● **Excerpted text**:
————————

The Lakers Coming in: The Lakers have tied their franchise worst 10 game losing streak. They have also lost 14 of their last 15 games and 16 of their last 20. I could go on, but you get the point. The losing has been bad and, to make matters worse, the L’s have been by large margins.

All of the losing has stirred up the ongoing themes of player development and what is the best way to handle the rotations with all these losses piling up. After all, if the team is losing, why not change things up and start to focus more on the young players? Byron Scott says D’Angelo Russell will be inserted back into the starting group eventually, hinting it will happen after the all-star break. That hasn’t appeased many people, though. In fact, Scott has come under fire recently, from former UCLA star and current Clipper announcer Don McLean, for how he has handled Russell’s development this season.

Excellent summaries of this very public spat can be found here, by Dan Devine and here by Kurt Helin so I will spare you the specifics. They also offer some very level headed thoughts on the matter so I would read what they have to say. Really, go do it, we’ll be here when you get back. My thoughts on this are pretty simple, but can best be summed up with a few short bullet points:

  • I don’t know what Scott says or does behind the scenes in supporting and developing players, so it’s important to acknowledge that we can only know so much.
  • What we do know is heavily influenced by Scott’s public comments.
  • Scott’s public comments, about Russell specifically, have skewed negative multiple times over the course of the season.

————————

● **Provided information**:
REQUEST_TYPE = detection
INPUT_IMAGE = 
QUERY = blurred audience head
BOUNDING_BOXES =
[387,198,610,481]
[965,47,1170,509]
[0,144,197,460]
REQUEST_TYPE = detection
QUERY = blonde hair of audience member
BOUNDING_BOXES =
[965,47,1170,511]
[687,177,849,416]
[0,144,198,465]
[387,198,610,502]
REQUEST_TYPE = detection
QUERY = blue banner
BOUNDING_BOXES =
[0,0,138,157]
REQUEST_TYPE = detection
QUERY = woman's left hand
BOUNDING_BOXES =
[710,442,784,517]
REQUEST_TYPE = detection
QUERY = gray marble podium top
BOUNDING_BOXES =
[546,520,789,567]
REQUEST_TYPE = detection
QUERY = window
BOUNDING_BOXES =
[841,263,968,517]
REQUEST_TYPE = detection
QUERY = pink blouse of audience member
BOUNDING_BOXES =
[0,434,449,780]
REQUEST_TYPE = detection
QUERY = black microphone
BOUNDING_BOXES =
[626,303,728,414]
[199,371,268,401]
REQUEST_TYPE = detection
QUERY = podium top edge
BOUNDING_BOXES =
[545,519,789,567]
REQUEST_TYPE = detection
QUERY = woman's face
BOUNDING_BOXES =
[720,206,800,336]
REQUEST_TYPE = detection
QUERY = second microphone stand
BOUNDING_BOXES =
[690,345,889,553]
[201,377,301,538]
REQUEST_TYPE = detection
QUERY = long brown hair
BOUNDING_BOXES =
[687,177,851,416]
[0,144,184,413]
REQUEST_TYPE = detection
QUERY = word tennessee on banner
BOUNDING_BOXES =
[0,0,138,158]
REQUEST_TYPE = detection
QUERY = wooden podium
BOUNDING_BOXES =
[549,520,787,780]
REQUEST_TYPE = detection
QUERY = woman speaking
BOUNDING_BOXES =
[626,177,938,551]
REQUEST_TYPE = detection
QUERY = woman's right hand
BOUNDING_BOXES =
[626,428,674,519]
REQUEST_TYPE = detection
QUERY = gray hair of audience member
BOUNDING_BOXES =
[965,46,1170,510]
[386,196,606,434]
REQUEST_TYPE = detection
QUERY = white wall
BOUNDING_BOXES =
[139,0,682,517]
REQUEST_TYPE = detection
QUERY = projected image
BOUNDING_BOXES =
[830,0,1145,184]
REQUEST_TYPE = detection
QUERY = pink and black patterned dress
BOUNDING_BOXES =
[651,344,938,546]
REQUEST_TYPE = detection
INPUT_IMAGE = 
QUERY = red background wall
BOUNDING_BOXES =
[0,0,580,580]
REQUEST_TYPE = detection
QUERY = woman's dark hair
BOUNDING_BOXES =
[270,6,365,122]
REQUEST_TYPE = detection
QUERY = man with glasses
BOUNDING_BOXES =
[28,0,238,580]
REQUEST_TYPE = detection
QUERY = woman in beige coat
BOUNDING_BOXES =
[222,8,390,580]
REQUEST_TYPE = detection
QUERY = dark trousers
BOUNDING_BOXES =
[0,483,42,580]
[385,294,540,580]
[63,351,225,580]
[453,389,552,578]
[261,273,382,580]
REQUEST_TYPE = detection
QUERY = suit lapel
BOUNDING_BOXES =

————————

● **Task 1**:
Reproduce the Lakers post between "Excellent summaries of" and "Scott’s public comments.", inclusive, renaming "spat" to "feud".
● **Task 2**:
According to the Lakers post, why does the writer leave out the specifics of the public dispute over Russell's development?
● **Task 3**:
List every person the Lakers post names.
These records were taken from a separate source.

● **Reply 1**:
Excellent summaries of this very public feud can be found here, by Dan Devine and here by Kurt Helin so I will spare you the specifics. They also offer some very level headed thoughts on the matter so I would read what they have to say. Really, go do it, we’ll be here when you get back. My thoughts on this are pretty simple, but can best be summed up with a few short bullet points:

  • I don’t know what Scott says or does behind the scenes in supporting and developing players, so it’s important to acknowledge that we can only know so much.
  • What we do know is heavily influenced by Scott’s public comments.

● **Reply 2**:
The writer leaves them out because Dan Devine and Kurt Helin have already written excellent summaries of the dispute. The writer also says those pieces offer level-headed thoughts on the matter.

● **Reply 3**:
- Byron Scott
- D'Angelo Russell
- Don McLean
- Dan Devine
- Kurt Helin